(How to complete this task): Locate, in the data below, the line that contains "Could you point to the stone facade" and the line that contains "Could you point to the rooftop"; reproduce exactly those two lines and every line between them, nothing more.

(Available records)

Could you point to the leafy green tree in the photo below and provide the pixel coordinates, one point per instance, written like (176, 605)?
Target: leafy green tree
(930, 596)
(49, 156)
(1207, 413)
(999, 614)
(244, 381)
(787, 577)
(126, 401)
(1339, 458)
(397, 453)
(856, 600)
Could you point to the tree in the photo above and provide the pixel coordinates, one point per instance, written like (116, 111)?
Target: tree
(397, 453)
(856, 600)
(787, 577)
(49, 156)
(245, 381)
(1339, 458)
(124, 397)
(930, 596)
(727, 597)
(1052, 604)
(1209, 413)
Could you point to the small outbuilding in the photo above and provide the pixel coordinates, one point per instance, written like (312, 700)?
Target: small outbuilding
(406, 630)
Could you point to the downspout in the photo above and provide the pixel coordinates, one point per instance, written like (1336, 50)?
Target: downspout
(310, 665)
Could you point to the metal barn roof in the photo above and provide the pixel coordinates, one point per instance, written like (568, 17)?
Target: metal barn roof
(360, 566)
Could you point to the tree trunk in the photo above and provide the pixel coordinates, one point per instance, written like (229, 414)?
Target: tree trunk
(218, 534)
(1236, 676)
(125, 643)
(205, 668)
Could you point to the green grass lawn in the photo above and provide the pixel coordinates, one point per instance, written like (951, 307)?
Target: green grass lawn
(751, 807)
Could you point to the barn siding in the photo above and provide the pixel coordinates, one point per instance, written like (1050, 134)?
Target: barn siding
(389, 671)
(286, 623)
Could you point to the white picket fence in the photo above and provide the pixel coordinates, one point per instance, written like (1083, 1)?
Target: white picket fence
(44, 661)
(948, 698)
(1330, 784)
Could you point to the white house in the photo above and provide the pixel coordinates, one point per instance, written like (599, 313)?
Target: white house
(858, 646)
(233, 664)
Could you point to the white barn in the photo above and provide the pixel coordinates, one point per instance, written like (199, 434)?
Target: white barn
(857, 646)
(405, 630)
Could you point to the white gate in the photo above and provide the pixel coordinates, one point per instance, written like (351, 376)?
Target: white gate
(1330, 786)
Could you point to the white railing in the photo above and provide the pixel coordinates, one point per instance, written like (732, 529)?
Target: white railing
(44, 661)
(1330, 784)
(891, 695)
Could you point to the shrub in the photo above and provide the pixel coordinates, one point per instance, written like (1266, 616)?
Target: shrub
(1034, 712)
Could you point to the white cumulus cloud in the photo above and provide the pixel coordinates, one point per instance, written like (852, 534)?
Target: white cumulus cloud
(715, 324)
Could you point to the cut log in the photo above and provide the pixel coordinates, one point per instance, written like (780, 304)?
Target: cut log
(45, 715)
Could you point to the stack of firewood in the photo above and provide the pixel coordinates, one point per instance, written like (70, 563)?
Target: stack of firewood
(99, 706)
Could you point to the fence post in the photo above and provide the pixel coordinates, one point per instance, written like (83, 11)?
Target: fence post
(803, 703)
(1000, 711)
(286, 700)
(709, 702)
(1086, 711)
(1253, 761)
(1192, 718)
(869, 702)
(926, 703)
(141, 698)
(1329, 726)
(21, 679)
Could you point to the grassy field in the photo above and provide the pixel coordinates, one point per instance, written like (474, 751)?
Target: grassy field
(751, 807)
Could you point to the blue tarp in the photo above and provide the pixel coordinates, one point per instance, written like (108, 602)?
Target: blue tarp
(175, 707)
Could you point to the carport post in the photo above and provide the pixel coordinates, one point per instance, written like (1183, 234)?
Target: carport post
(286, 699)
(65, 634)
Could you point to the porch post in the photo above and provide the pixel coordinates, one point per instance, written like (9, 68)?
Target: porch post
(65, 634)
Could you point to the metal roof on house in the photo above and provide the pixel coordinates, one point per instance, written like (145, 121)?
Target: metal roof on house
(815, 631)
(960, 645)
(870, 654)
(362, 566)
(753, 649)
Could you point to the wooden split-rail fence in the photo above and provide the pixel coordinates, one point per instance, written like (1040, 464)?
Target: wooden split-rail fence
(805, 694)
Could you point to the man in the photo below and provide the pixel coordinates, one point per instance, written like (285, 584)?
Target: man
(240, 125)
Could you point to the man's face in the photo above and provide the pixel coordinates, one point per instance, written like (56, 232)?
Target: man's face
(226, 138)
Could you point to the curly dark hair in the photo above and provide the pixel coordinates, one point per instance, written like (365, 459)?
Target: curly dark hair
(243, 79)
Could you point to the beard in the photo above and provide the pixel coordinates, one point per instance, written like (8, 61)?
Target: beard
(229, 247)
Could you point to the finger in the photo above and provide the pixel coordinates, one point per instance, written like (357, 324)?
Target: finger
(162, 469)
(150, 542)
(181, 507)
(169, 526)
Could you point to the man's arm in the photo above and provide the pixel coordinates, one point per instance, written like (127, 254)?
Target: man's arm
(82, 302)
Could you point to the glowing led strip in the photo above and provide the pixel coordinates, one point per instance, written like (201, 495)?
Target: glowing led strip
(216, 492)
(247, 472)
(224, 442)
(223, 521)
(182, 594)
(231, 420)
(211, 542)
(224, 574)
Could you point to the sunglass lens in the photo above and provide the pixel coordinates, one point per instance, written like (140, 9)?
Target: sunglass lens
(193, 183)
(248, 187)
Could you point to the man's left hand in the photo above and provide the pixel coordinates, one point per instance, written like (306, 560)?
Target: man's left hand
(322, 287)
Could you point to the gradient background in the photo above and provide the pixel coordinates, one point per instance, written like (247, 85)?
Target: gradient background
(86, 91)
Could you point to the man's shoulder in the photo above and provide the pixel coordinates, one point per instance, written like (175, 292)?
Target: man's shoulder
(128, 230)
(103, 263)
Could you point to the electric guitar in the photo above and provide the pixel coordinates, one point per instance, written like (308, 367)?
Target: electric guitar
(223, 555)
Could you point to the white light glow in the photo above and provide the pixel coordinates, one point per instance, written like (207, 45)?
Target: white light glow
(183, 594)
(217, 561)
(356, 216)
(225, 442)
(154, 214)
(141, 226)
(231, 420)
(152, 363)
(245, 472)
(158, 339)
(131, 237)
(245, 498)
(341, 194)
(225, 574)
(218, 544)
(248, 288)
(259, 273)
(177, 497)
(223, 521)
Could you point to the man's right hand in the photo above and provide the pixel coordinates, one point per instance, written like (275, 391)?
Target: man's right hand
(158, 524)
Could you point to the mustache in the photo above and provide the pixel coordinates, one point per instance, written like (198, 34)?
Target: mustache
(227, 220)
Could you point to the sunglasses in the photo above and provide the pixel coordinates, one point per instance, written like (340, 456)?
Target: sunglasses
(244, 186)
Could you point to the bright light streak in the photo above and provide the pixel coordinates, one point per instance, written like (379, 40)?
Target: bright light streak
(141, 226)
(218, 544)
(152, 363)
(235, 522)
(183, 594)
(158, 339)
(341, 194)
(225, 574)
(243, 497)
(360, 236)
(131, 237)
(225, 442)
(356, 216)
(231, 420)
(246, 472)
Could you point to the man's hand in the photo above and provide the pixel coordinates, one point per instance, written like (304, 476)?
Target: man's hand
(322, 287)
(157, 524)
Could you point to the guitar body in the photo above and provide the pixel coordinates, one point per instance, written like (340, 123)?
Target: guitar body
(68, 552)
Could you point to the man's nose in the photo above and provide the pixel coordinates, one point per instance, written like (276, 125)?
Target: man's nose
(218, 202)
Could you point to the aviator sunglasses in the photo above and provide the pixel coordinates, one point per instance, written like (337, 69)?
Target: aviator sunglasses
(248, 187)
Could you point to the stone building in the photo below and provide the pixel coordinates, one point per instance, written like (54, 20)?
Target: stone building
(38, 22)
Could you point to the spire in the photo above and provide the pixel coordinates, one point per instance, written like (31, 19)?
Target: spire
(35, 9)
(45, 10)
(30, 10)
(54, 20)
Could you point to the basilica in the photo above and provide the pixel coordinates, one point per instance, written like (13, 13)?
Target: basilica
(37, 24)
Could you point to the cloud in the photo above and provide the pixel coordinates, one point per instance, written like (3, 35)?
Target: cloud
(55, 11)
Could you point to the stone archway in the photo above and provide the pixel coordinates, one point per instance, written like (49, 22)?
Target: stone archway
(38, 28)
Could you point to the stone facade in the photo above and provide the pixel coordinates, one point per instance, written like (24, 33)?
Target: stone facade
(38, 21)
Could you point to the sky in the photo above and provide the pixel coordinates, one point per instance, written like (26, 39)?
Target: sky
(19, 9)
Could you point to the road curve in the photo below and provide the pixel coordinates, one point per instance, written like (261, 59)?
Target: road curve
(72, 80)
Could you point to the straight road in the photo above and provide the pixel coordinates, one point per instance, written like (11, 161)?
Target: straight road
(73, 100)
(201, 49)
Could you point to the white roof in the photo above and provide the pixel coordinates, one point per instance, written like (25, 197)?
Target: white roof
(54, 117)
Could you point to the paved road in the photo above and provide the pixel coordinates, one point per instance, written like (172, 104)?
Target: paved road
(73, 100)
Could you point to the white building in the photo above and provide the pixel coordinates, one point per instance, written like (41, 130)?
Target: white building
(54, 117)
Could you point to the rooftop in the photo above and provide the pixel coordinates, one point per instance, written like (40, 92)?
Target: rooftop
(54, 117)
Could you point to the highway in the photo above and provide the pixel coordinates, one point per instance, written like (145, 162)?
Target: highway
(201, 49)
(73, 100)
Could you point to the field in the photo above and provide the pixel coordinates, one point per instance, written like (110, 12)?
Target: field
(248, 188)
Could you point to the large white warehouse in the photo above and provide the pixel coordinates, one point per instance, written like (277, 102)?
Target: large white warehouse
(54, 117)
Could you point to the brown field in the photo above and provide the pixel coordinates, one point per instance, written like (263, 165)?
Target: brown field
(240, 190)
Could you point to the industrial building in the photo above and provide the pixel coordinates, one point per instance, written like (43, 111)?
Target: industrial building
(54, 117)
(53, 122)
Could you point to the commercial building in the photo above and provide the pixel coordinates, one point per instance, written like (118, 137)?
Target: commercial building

(End Available records)

(Task result):
Could you point to the stone facade in the photo above and provide the pixel coordinates, one point per instance, written like (24, 33)?
Target: stone facade
(38, 21)
Could you point to the sky in the photo above and provide the pixel coordinates, one point per instance, written like (26, 39)?
Target: sky
(19, 9)
Could you point to the road curve in the photo below and provide the pixel coordinates, one point per instance, written like (261, 59)?
Target: road curve
(72, 80)
Could you point to the straight road in the photo above and provide the pixel coordinates, one point per instance, written like (11, 161)?
Target: straight road
(73, 100)
(201, 49)
Could you point to the white roof in the photo above and provide the pixel coordinates, one point per instance, written like (25, 197)?
Target: white roof
(54, 117)
Could you point to the paved road in the photo above and provide the pixel coordinates, one point per instance, written like (172, 104)?
Target: paved road
(73, 100)
Could you point to the white building in the photo above and provide the pixel coordinates, one point per instance, written like (41, 130)?
Target: white building
(54, 117)
Could you point to the rooftop in the photo above and provide the pixel coordinates, one point per instance, written like (40, 92)?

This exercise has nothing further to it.